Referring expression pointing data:

"""

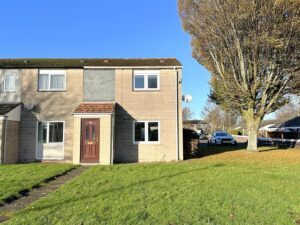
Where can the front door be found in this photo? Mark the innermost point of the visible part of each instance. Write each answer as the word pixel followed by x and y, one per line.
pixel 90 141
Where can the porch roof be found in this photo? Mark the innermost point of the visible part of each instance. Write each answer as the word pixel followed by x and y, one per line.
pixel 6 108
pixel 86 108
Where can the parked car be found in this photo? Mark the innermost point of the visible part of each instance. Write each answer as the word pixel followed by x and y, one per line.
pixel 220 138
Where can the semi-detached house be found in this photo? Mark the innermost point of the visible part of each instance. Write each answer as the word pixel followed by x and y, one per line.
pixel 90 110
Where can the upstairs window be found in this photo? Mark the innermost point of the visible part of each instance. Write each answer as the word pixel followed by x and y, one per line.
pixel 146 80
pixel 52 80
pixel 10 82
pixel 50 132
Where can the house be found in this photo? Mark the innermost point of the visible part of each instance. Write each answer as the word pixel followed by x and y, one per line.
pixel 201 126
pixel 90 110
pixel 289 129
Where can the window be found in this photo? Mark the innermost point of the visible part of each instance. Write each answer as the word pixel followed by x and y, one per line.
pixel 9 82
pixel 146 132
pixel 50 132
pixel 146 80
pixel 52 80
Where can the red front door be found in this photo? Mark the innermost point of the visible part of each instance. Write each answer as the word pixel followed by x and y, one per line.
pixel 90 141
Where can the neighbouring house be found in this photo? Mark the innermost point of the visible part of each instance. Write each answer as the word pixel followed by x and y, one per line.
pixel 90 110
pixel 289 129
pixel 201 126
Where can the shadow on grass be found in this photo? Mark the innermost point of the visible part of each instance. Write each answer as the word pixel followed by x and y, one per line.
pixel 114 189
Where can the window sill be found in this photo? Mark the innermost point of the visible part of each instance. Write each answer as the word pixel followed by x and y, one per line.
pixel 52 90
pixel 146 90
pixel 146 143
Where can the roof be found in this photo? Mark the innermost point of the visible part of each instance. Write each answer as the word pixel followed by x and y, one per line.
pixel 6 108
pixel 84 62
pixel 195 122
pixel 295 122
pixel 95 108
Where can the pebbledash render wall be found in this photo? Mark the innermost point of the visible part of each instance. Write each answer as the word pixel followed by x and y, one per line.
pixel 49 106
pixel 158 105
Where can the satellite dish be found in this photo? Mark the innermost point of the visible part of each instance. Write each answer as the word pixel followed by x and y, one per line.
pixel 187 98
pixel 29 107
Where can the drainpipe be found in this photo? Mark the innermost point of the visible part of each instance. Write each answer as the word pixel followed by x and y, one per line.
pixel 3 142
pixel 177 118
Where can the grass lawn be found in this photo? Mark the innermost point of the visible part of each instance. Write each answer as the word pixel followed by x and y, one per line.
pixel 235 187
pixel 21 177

"""

= Exercise =
Please repeat each line from the one with "Where can the grass" through the last line of the data above, and add nothing.

= Written reply =
Where can the grass lawn be found in this photo? Mark the innermost point of the visible part of each instance. Write each answer as the word pixel followed by x and y, one per line.
pixel 235 187
pixel 21 177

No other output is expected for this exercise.